▸ **Selected extract**:
################

Mr McCann was back in Praia da Luz to take part in a reconstruction of the events of that fateful night in the hope of
jogging somebody's memory and helping detectives find his daughter who would now be days away from her sixth birthday.
The reconstruction was filmed for a Channel 4 documentary that will be broadcast on Thursday.
The parents, both doctors from Rothley in Leicestershire, believe Maddy is still alive. Mrs McCann says: "I think we're
far from normality. We need to get out there she's alive, she's out there, she's findable… She might look different,
she could be speaking a different language, she might have her hair different, she might have different interests, but you
know she's still our daughter."
Maddy's disappearance sparked an international search and endless heartbreaking "sightings" that proved to be no such
thing. The young girl with the fair hair and distinctive marking on her right eye has not been seen since.
Her appearance will have changed in the intervening two years and that was why the McCanns commissioned an "age-progression
image", released on Friday, to show how Maddy might look if she is still alive.
In the documentary, two former British police detectives investigating Madeleine's disappearance say they have found
important new leads in the 30,000 case files released by Portuguese police last summer and now translated into English, at
a cost of £100,000 to the Madeleine Fund.
Dave Edgar, a retired detective inspector, and his colleague Arthur Cowley, a former detective sergeant, who have more
than 60 years' experience between them, say they are interested in a series of important sightings in and around the Ocean
Club in the days before Maddy was abducted.
One key statement appears to corroborate a sighting by Jane Tanner, the McCanns' friend, who told police about a man
she saw carrying a small girl near the apartment on May 3 at around 9.10pm.
Shortly afterwards on the same night, another family had also seen a man carrying a small blonde child nearby and gave
descriptions similar to Mrs Tanner's.
The search team has also found a number of statements from tourists who all noticed a suspicious-looking man loitering
around near the McCanns' apartment.
Statements from the files suggest that the McCanns may have been watched in the days before Madeleine was abducted.
Mr Edgar, who worked for Cheshire police and the RUC, says: "There's someone local, lives locally, has the answer to
this, and not much wider than 10, 15 kilometres from Praia da Luz. So you don't start an investigation in Morocco or Spain
or France, or even Lisbon.

################

▸ **Stored data**:
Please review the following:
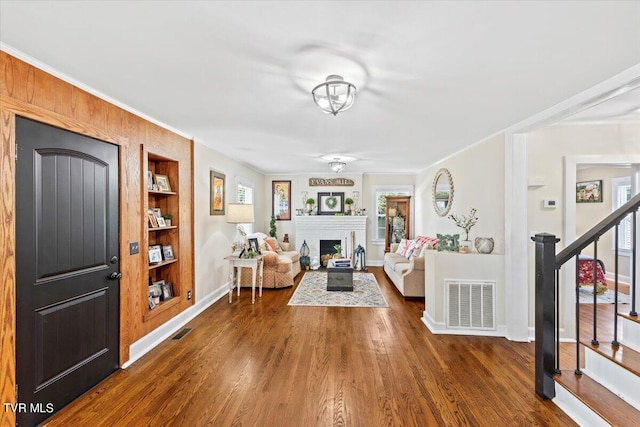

################

▸ **Objective A**: According to the article on Madeleine McCann's disappearance, how many case files did Portuguese police release last summer?
▸ **Objective B**: From the article on Madeleine McCann's disappearance, turn the paragraph beginning "Dave Edgar, a retired detective inspector" into a short bulleted list that keeps its main facts.

▸ **Exercise answer A**: 30,000

▸ **Exercise answer B**:
- Dave Edgar: retired detective inspector
- Arthur Cowley: former detective sergeant, his colleague
- Together they have more than 60 years' experience.
- They are interested in a series of important sightings in and around the Ocean Club in the days before Maddy was abducted.